-- Start Data listing --
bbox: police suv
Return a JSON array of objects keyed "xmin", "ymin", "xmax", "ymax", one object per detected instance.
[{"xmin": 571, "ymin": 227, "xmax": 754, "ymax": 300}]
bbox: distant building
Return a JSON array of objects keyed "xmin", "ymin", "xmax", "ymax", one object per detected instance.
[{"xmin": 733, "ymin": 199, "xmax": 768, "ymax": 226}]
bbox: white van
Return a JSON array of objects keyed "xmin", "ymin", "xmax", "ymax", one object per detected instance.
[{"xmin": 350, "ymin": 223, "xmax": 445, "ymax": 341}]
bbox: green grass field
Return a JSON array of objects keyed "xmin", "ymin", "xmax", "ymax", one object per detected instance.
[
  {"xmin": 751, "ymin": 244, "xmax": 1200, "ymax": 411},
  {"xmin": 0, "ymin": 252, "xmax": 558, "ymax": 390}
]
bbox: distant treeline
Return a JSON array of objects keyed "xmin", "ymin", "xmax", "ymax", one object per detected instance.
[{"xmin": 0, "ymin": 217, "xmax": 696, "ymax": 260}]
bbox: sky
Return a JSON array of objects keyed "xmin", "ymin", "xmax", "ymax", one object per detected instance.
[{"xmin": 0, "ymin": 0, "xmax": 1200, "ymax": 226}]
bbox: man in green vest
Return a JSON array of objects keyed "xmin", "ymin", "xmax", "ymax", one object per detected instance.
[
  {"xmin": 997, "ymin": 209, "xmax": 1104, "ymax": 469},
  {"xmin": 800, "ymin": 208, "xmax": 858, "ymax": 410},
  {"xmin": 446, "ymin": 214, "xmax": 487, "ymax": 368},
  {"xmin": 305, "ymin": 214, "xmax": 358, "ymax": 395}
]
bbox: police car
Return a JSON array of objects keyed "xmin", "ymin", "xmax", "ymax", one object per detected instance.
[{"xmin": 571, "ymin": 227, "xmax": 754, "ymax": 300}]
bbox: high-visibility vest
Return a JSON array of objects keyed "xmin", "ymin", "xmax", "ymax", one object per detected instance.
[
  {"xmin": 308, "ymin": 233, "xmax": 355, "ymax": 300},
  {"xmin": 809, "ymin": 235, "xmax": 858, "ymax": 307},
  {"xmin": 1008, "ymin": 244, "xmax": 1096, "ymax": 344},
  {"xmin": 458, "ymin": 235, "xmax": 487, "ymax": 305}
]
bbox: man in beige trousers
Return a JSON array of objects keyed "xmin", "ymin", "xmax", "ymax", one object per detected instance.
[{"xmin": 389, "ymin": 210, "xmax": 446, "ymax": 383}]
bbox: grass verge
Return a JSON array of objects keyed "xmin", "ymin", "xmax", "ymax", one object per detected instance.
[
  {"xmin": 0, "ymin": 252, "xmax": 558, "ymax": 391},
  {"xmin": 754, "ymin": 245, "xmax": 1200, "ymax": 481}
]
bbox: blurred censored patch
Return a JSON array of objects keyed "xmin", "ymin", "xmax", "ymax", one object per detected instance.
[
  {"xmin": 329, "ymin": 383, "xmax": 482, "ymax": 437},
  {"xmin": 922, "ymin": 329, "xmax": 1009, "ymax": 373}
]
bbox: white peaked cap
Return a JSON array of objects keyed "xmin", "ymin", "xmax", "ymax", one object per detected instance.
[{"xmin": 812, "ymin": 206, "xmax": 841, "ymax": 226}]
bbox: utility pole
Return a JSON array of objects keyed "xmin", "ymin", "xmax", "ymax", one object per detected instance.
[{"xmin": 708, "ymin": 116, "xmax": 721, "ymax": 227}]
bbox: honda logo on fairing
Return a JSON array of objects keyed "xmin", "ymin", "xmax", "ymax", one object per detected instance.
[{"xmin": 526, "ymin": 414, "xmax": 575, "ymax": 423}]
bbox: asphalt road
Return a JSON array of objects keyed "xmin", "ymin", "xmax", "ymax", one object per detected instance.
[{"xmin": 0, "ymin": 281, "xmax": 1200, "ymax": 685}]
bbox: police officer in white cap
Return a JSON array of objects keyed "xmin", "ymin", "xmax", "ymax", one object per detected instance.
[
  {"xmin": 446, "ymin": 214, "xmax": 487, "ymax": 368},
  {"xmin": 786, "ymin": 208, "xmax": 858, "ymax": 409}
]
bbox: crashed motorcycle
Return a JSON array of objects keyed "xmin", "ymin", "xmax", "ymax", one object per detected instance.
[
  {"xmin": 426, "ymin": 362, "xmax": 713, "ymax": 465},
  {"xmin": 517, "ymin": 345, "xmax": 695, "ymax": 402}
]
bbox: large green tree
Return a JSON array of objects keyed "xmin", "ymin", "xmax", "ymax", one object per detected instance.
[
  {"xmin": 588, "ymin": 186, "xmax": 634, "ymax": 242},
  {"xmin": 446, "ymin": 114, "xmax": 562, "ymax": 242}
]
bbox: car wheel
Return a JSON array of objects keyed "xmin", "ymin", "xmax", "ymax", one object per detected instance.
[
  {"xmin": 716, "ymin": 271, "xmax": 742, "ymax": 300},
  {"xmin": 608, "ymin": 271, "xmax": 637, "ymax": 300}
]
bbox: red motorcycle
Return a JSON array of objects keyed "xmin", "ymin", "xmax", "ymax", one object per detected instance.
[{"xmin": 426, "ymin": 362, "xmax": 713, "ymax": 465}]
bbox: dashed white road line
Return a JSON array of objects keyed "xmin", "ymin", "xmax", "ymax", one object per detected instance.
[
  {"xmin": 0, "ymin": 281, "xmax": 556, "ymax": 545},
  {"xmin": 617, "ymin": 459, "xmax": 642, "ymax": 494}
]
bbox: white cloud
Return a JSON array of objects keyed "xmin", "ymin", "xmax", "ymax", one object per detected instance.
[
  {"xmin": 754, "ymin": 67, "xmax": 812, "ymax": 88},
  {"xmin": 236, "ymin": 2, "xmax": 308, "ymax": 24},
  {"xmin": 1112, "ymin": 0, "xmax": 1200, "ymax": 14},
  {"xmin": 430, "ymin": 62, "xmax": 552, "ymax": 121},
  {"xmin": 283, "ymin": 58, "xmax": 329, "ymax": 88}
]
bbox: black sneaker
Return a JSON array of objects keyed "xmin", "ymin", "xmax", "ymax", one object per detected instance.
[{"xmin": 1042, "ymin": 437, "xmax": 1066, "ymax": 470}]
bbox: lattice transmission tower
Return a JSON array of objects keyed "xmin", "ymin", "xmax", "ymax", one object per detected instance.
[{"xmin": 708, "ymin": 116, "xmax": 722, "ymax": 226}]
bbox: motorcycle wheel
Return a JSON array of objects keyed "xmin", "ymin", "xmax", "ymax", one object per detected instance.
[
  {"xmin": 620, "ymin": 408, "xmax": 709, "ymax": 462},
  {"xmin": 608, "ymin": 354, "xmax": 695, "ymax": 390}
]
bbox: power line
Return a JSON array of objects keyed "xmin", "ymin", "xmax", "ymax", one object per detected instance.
-- End Data listing --
**Exercise**. Recast every line of the material above as a Markdown table with the columns Row and Line, numbering the rows in order and omitting blank lines.

**The answer**.
| Row | Line |
|---|---|
| 1 | bbox: police suv |
| 2 | Return a JSON array of objects keyed "xmin", "ymin", "xmax", "ymax", one object per detected instance. |
| 3 | [{"xmin": 571, "ymin": 227, "xmax": 754, "ymax": 300}] |
| 4 | bbox: distant building |
| 5 | Return a JSON array of objects keyed "xmin", "ymin", "xmax", "ymax", one object per detected instance. |
| 6 | [{"xmin": 733, "ymin": 199, "xmax": 768, "ymax": 226}] |
| 7 | bbox: white van |
| 8 | Return a JSON array of objects keyed "xmin", "ymin", "xmax", "ymax", one object per detected instance. |
| 9 | [{"xmin": 350, "ymin": 223, "xmax": 445, "ymax": 341}] |
| 10 | bbox: green grass field |
| 11 | Return a JSON array of objects keyed "xmin", "ymin", "xmax", "ymax", one object per detected instance. |
| 12 | [ |
| 13 |   {"xmin": 751, "ymin": 244, "xmax": 1200, "ymax": 411}, |
| 14 |   {"xmin": 0, "ymin": 252, "xmax": 558, "ymax": 390} |
| 15 | ] |
| 16 | bbox: distant treeline |
| 17 | Return a JSON array of objects keyed "xmin", "ymin", "xmax", "ymax", one object per detected instance. |
| 18 | [{"xmin": 0, "ymin": 217, "xmax": 696, "ymax": 260}] |
| 19 | bbox: sky |
| 20 | Return a JSON array of objects keyed "xmin", "ymin", "xmax", "ymax", one object per detected instance. |
| 21 | [{"xmin": 0, "ymin": 0, "xmax": 1200, "ymax": 226}] |
| 22 | bbox: man in green vest |
| 23 | Return a JSON array of objects keyed "xmin", "ymin", "xmax", "ymax", one object per detected instance. |
| 24 | [ |
| 25 |   {"xmin": 997, "ymin": 209, "xmax": 1104, "ymax": 469}, |
| 26 |   {"xmin": 800, "ymin": 208, "xmax": 858, "ymax": 410}, |
| 27 |   {"xmin": 446, "ymin": 214, "xmax": 487, "ymax": 368}, |
| 28 |   {"xmin": 305, "ymin": 214, "xmax": 358, "ymax": 395} |
| 29 | ] |
| 30 | bbox: police car |
| 31 | Return a JSON array of objects keyed "xmin", "ymin", "xmax", "ymax", one object per detected instance. |
| 32 | [{"xmin": 571, "ymin": 227, "xmax": 754, "ymax": 300}] |
| 33 | bbox: high-visibility vest |
| 34 | Return a JSON array of objects keyed "xmin", "ymin", "xmax", "ymax", one object per detected instance. |
| 35 | [ |
| 36 |   {"xmin": 308, "ymin": 233, "xmax": 355, "ymax": 300}, |
| 37 |   {"xmin": 809, "ymin": 235, "xmax": 858, "ymax": 307}, |
| 38 |   {"xmin": 1008, "ymin": 244, "xmax": 1096, "ymax": 344}, |
| 39 |   {"xmin": 458, "ymin": 235, "xmax": 487, "ymax": 305} |
| 40 | ] |
| 41 | bbox: man in beige trousers |
| 42 | Return a JSON array of objects keyed "xmin", "ymin", "xmax", "ymax", one object per detected instance. |
| 43 | [{"xmin": 389, "ymin": 210, "xmax": 446, "ymax": 383}] |
| 44 | bbox: grass verge |
| 45 | Return a JSON array of objects keyed "xmin", "ymin", "xmax", "ymax", one object per detected instance. |
| 46 | [ |
| 47 |   {"xmin": 0, "ymin": 252, "xmax": 558, "ymax": 391}, |
| 48 |   {"xmin": 754, "ymin": 245, "xmax": 1200, "ymax": 481} |
| 49 | ] |
| 50 | bbox: blurred censored patch |
| 51 | Return a JSON array of objects keyed "xmin", "ymin", "xmax", "ymax", one object per detected instance. |
| 52 | [ |
| 53 |   {"xmin": 329, "ymin": 383, "xmax": 482, "ymax": 437}, |
| 54 |   {"xmin": 922, "ymin": 329, "xmax": 1009, "ymax": 373} |
| 55 | ] |
| 56 | bbox: white peaked cap |
| 57 | Return a JSON array of objects keyed "xmin", "ymin", "xmax", "ymax", one object per detected instance. |
| 58 | [{"xmin": 812, "ymin": 206, "xmax": 841, "ymax": 226}] |
| 59 | bbox: utility pole |
| 60 | Return a JSON array of objects keyed "xmin", "ymin", "xmax", "ymax", one object per detected instance. |
| 61 | [{"xmin": 708, "ymin": 116, "xmax": 721, "ymax": 227}] |
| 62 | bbox: honda logo on fairing |
| 63 | Return a JSON array of objects keyed "xmin", "ymin", "xmax", "ymax", one object per detected instance. |
| 64 | [{"xmin": 526, "ymin": 414, "xmax": 575, "ymax": 423}] |
| 65 | bbox: asphalt road |
| 66 | Return a JSON array of objects keyed "xmin", "ymin", "xmax", "ymax", one object per detected instance. |
| 67 | [{"xmin": 0, "ymin": 281, "xmax": 1200, "ymax": 685}] |
| 68 | bbox: police officer in white cap |
| 69 | Return a JSON array of objects keyed "xmin", "ymin", "xmax", "ymax", one object per detected instance. |
| 70 | [ |
| 71 |   {"xmin": 446, "ymin": 214, "xmax": 487, "ymax": 368}, |
| 72 |   {"xmin": 786, "ymin": 208, "xmax": 858, "ymax": 409} |
| 73 | ] |
| 74 | bbox: crashed motorcycle |
| 75 | Return a JSON array of objects keyed "xmin", "ymin", "xmax", "ymax", one object per detected instance. |
| 76 | [ |
| 77 |   {"xmin": 426, "ymin": 362, "xmax": 713, "ymax": 465}, |
| 78 |   {"xmin": 517, "ymin": 345, "xmax": 695, "ymax": 402} |
| 79 | ] |
| 80 | bbox: large green tree |
| 81 | Return a JSON array of objects keyed "xmin", "ymin", "xmax", "ymax", one object per detected instance. |
| 82 | [ |
| 83 |   {"xmin": 588, "ymin": 186, "xmax": 634, "ymax": 242}, |
| 84 |   {"xmin": 446, "ymin": 114, "xmax": 562, "ymax": 242} |
| 85 | ] |
| 86 | bbox: car wheel |
| 87 | Return a JSON array of objects keyed "xmin", "ymin", "xmax", "ymax", one object per detected instance. |
| 88 | [ |
| 89 |   {"xmin": 716, "ymin": 271, "xmax": 742, "ymax": 300}, |
| 90 |   {"xmin": 608, "ymin": 271, "xmax": 637, "ymax": 300} |
| 91 | ] |
| 92 | bbox: red motorcycle |
| 93 | Return a JSON array of objects keyed "xmin", "ymin", "xmax", "ymax", one object per detected instance. |
| 94 | [{"xmin": 426, "ymin": 362, "xmax": 713, "ymax": 465}] |
| 95 | bbox: dashed white road line |
| 96 | Return a JSON array of objects keyed "xmin", "ymin", "xmax", "ymax", one object per detected instance. |
| 97 | [ |
| 98 |   {"xmin": 0, "ymin": 281, "xmax": 556, "ymax": 545}, |
| 99 |   {"xmin": 617, "ymin": 459, "xmax": 642, "ymax": 494} |
| 100 | ] |
| 101 | bbox: white cloud |
| 102 | Return a JSON array of objects keyed "xmin", "ymin", "xmax", "ymax", one object per detected instance. |
| 103 | [ |
| 104 |   {"xmin": 754, "ymin": 67, "xmax": 812, "ymax": 88}, |
| 105 |   {"xmin": 236, "ymin": 2, "xmax": 308, "ymax": 24}, |
| 106 |   {"xmin": 1112, "ymin": 0, "xmax": 1200, "ymax": 14}, |
| 107 |   {"xmin": 430, "ymin": 62, "xmax": 552, "ymax": 121}, |
| 108 |   {"xmin": 283, "ymin": 58, "xmax": 329, "ymax": 88} |
| 109 | ] |
| 110 | bbox: black sneaker |
| 111 | Return a JSON array of objects keyed "xmin", "ymin", "xmax", "ymax", one object per detected instance. |
| 112 | [{"xmin": 1042, "ymin": 437, "xmax": 1066, "ymax": 470}] |
| 113 | bbox: lattice transmission tower |
| 114 | Return a JSON array of objects keyed "xmin", "ymin", "xmax", "ymax", one object per detected instance. |
| 115 | [{"xmin": 708, "ymin": 116, "xmax": 722, "ymax": 226}] |
| 116 | bbox: motorcycle wheel |
| 117 | Return a JSON array of objects keyed "xmin", "ymin", "xmax", "ymax", one object per detected instance. |
| 118 | [ |
| 119 |   {"xmin": 620, "ymin": 408, "xmax": 709, "ymax": 462}, |
| 120 |   {"xmin": 608, "ymin": 354, "xmax": 695, "ymax": 390} |
| 121 | ] |
| 122 | bbox: power line |
| 123 | Return a JSON array of objects keyed "xmin", "ymin", "xmax", "ymax", one object per detected instance. |